### Direction
Your task is to reproduce exactly the lines from the line with "One pin marks each instance of the bokeh" through the end of the records below.
--- BEGIN Entries ---
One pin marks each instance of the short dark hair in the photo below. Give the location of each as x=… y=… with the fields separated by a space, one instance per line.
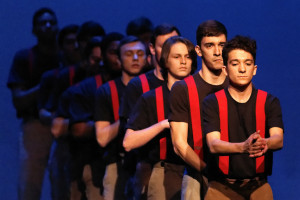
x=109 y=38
x=40 y=12
x=92 y=43
x=210 y=28
x=72 y=28
x=239 y=42
x=129 y=39
x=163 y=29
x=90 y=29
x=139 y=26
x=166 y=51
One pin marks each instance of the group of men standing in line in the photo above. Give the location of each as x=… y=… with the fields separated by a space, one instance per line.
x=129 y=117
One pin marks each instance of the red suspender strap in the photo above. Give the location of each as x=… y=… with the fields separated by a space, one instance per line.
x=99 y=81
x=261 y=125
x=195 y=115
x=160 y=117
x=223 y=113
x=145 y=84
x=71 y=75
x=114 y=98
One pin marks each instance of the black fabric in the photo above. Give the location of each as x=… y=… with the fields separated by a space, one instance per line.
x=134 y=91
x=180 y=107
x=241 y=124
x=83 y=101
x=26 y=76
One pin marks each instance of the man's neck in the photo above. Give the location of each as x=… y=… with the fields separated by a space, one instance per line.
x=240 y=94
x=157 y=72
x=212 y=77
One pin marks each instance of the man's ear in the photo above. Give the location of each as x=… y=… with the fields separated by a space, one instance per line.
x=152 y=49
x=198 y=50
x=224 y=69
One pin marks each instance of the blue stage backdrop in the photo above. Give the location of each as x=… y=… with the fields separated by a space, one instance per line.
x=274 y=24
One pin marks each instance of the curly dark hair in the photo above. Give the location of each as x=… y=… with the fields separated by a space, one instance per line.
x=239 y=42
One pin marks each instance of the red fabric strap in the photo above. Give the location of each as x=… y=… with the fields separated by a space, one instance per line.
x=30 y=62
x=261 y=125
x=114 y=99
x=160 y=117
x=195 y=115
x=99 y=81
x=223 y=113
x=145 y=84
x=71 y=75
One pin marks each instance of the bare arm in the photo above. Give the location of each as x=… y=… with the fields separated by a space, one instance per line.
x=179 y=133
x=253 y=145
x=274 y=142
x=106 y=132
x=134 y=139
x=82 y=129
x=60 y=127
x=22 y=99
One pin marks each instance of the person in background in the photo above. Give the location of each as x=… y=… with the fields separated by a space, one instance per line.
x=24 y=82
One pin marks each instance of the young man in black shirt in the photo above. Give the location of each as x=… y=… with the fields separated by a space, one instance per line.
x=132 y=54
x=148 y=124
x=185 y=99
x=136 y=87
x=243 y=126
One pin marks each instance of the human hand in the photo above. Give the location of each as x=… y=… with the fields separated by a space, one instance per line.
x=165 y=123
x=255 y=145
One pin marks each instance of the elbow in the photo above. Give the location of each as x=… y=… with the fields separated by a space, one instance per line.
x=212 y=148
x=177 y=146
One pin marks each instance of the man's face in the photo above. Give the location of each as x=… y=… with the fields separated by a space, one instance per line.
x=156 y=50
x=240 y=68
x=111 y=56
x=46 y=27
x=70 y=48
x=133 y=57
x=210 y=51
x=179 y=62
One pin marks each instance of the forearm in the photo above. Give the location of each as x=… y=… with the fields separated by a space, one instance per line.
x=60 y=126
x=190 y=156
x=134 y=139
x=275 y=141
x=83 y=129
x=106 y=134
x=23 y=99
x=222 y=147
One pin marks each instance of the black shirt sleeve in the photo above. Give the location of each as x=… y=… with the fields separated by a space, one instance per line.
x=210 y=114
x=179 y=103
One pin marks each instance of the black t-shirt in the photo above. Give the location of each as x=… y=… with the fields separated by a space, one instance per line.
x=179 y=101
x=26 y=71
x=144 y=115
x=180 y=107
x=64 y=103
x=134 y=91
x=82 y=106
x=46 y=92
x=104 y=112
x=241 y=124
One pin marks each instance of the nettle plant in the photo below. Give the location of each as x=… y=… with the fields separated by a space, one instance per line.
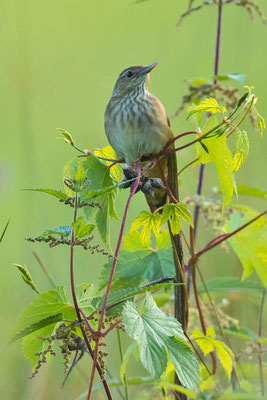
x=143 y=283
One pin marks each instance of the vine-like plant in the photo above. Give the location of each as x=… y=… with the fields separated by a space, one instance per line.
x=134 y=294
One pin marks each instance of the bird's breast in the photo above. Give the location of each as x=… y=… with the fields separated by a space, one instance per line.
x=136 y=126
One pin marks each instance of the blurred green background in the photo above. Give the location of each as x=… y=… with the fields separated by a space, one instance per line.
x=59 y=63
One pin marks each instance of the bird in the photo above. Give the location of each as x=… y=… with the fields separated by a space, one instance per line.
x=137 y=125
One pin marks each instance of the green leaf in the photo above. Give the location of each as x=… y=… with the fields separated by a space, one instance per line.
x=67 y=136
x=81 y=227
x=241 y=149
x=159 y=334
x=101 y=177
x=174 y=212
x=234 y=76
x=208 y=343
x=138 y=266
x=52 y=192
x=32 y=343
x=250 y=244
x=127 y=293
x=251 y=191
x=86 y=294
x=48 y=307
x=63 y=230
x=229 y=284
x=208 y=105
x=26 y=276
x=149 y=221
x=220 y=154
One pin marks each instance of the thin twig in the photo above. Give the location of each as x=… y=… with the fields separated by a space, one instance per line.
x=259 y=344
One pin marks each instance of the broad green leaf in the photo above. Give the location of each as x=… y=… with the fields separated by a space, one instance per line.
x=149 y=221
x=234 y=76
x=127 y=293
x=220 y=154
x=52 y=192
x=208 y=105
x=26 y=276
x=81 y=227
x=32 y=343
x=101 y=177
x=133 y=348
x=67 y=136
x=136 y=267
x=159 y=334
x=174 y=212
x=250 y=244
x=229 y=284
x=139 y=380
x=47 y=305
x=251 y=191
x=52 y=320
x=241 y=149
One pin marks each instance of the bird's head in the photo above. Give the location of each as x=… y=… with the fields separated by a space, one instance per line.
x=133 y=79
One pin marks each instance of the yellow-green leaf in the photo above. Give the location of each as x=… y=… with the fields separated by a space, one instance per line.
x=241 y=149
x=149 y=221
x=250 y=244
x=208 y=105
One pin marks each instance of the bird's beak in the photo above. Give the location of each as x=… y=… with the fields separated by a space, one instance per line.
x=147 y=69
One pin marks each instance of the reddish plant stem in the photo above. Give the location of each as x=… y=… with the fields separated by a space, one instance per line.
x=222 y=238
x=103 y=312
x=259 y=344
x=77 y=306
x=194 y=281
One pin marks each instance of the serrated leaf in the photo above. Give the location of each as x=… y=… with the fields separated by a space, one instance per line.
x=67 y=136
x=208 y=105
x=220 y=154
x=26 y=276
x=241 y=149
x=32 y=344
x=250 y=244
x=174 y=212
x=149 y=221
x=158 y=333
x=251 y=191
x=52 y=192
x=47 y=305
x=138 y=266
x=63 y=230
x=229 y=284
x=81 y=227
x=129 y=292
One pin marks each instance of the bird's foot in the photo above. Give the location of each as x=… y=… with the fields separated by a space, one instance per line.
x=147 y=185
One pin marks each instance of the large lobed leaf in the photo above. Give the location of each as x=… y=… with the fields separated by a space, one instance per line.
x=219 y=153
x=159 y=334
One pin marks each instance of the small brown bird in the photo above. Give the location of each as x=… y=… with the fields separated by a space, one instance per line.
x=136 y=124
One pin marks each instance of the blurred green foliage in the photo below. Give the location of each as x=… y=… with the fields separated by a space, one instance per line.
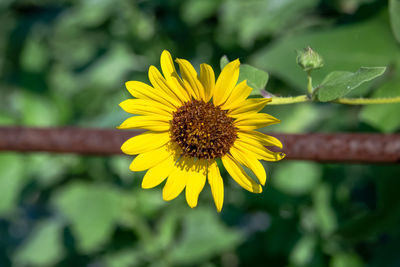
x=65 y=63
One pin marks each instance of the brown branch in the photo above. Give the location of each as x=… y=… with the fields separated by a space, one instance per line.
x=343 y=147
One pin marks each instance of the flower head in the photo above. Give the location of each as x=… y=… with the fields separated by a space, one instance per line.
x=192 y=122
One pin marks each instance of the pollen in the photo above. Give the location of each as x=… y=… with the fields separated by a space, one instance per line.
x=203 y=130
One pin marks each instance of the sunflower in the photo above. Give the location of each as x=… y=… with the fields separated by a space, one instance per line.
x=192 y=122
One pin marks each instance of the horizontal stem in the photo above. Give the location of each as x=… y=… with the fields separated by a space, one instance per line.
x=368 y=101
x=338 y=147
x=288 y=100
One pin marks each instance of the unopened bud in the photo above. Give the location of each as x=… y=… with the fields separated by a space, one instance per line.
x=309 y=60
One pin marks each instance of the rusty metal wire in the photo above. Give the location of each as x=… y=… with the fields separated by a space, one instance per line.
x=340 y=147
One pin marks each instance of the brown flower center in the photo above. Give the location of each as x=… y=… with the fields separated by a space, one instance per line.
x=202 y=130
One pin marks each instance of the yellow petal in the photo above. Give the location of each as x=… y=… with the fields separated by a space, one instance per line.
x=170 y=74
x=226 y=82
x=251 y=162
x=207 y=78
x=251 y=121
x=145 y=142
x=143 y=91
x=195 y=182
x=152 y=123
x=250 y=105
x=189 y=75
x=216 y=184
x=239 y=175
x=259 y=151
x=159 y=83
x=145 y=107
x=151 y=158
x=177 y=180
x=158 y=173
x=264 y=139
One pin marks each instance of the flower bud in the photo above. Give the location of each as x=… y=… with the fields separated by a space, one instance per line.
x=309 y=60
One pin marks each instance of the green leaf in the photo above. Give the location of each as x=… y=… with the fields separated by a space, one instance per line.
x=256 y=78
x=92 y=210
x=204 y=236
x=296 y=178
x=43 y=247
x=223 y=62
x=346 y=53
x=340 y=83
x=394 y=11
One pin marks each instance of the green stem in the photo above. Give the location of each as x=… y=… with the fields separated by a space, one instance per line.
x=309 y=84
x=288 y=100
x=367 y=101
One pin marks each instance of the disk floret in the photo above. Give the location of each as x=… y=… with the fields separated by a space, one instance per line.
x=203 y=130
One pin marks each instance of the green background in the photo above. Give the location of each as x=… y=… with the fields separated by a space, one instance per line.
x=65 y=63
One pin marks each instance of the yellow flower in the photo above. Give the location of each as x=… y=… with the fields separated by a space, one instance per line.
x=193 y=121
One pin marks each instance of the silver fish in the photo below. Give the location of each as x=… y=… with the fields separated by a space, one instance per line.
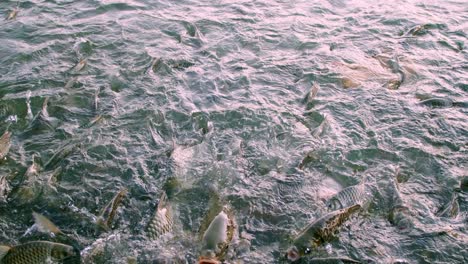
x=349 y=196
x=108 y=213
x=38 y=252
x=217 y=238
x=29 y=114
x=438 y=102
x=44 y=225
x=5 y=144
x=451 y=209
x=96 y=99
x=4 y=188
x=312 y=93
x=78 y=67
x=318 y=131
x=60 y=155
x=319 y=232
x=12 y=15
x=162 y=221
x=71 y=82
x=93 y=121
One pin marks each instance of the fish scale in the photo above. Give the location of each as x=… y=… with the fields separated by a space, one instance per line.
x=38 y=252
x=347 y=197
x=319 y=232
x=162 y=221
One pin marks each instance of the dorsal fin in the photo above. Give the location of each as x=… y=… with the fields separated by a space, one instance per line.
x=3 y=251
x=45 y=225
x=163 y=202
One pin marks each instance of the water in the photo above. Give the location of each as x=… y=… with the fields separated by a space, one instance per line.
x=225 y=82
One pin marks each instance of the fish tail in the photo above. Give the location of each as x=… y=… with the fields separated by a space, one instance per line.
x=3 y=251
x=163 y=202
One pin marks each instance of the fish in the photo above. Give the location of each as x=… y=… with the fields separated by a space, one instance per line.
x=107 y=214
x=331 y=260
x=29 y=114
x=312 y=93
x=4 y=188
x=38 y=252
x=400 y=214
x=44 y=225
x=60 y=155
x=78 y=67
x=96 y=99
x=310 y=157
x=42 y=119
x=393 y=84
x=418 y=30
x=318 y=131
x=451 y=209
x=349 y=196
x=5 y=144
x=319 y=232
x=93 y=121
x=218 y=237
x=71 y=82
x=162 y=221
x=464 y=184
x=12 y=15
x=437 y=102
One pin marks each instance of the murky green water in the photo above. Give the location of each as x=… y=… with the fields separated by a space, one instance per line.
x=227 y=83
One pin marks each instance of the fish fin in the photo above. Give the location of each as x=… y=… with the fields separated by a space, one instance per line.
x=45 y=225
x=163 y=202
x=3 y=251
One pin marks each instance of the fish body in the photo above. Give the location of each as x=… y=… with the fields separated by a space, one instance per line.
x=42 y=120
x=312 y=93
x=318 y=131
x=162 y=221
x=451 y=209
x=319 y=232
x=348 y=196
x=78 y=67
x=12 y=15
x=38 y=252
x=5 y=144
x=108 y=213
x=60 y=155
x=71 y=82
x=437 y=102
x=4 y=188
x=29 y=114
x=333 y=260
x=217 y=238
x=45 y=225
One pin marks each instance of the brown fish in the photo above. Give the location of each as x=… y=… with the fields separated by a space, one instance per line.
x=38 y=252
x=108 y=213
x=162 y=221
x=12 y=15
x=312 y=93
x=78 y=67
x=4 y=188
x=319 y=232
x=5 y=144
x=217 y=238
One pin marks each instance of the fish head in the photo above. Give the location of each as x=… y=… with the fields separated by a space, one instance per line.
x=61 y=252
x=208 y=258
x=295 y=253
x=333 y=204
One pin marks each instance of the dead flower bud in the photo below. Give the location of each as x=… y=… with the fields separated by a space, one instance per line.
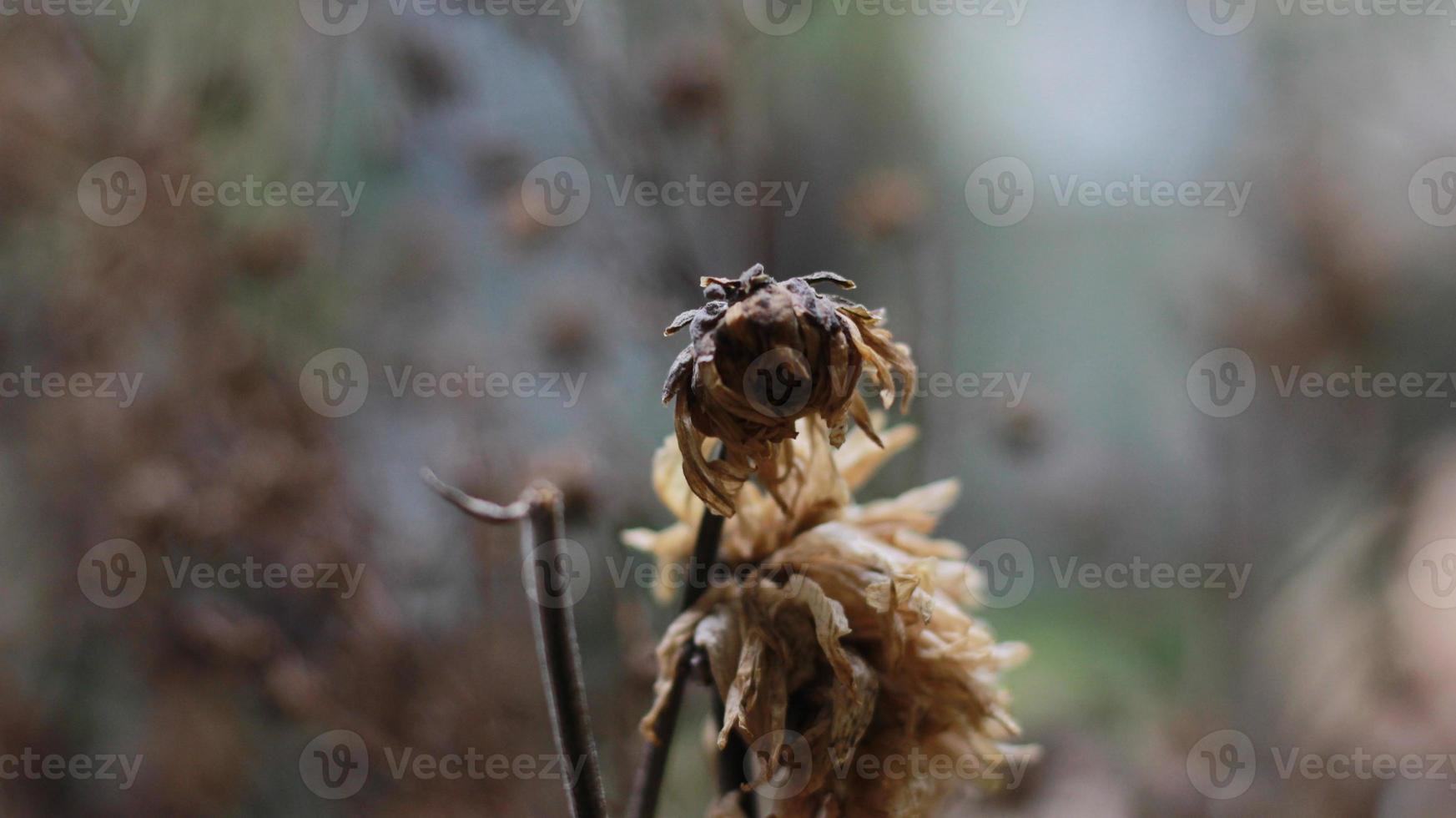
x=842 y=641
x=764 y=354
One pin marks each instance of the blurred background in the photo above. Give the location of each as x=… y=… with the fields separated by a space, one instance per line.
x=1184 y=229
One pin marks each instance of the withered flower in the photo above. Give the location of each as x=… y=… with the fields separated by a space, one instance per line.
x=764 y=354
x=842 y=639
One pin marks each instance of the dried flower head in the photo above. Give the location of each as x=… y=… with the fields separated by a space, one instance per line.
x=842 y=635
x=764 y=354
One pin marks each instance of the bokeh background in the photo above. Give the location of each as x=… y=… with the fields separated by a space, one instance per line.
x=456 y=131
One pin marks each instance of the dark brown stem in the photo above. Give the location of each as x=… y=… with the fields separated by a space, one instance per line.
x=650 y=776
x=555 y=628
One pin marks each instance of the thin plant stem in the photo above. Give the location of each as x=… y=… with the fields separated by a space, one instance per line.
x=555 y=629
x=654 y=765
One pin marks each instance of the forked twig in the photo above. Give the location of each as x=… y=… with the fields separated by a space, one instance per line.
x=654 y=765
x=555 y=628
--- END Entries ---
### Response to the task
One pin marks each instance of the bokeh background in the photo above. Give the location of each as x=… y=… with the fields separated by a space, one instance per line.
x=456 y=131
One pin marks each instance of the dark brown stem in the photo above. Give the location of each as x=… y=… with the fields separated by a space, one instance per line.
x=650 y=776
x=555 y=628
One pin marks each instance of the thin plant stem in the photo above. Give the location of each as x=… y=… with the fields separated by a space, one instance per line.
x=555 y=629
x=654 y=765
One pin marks each instance of the forked twig in the photo above. Give the location of each as x=… y=… with the fields separated by a space, one instance per line.
x=654 y=765
x=555 y=628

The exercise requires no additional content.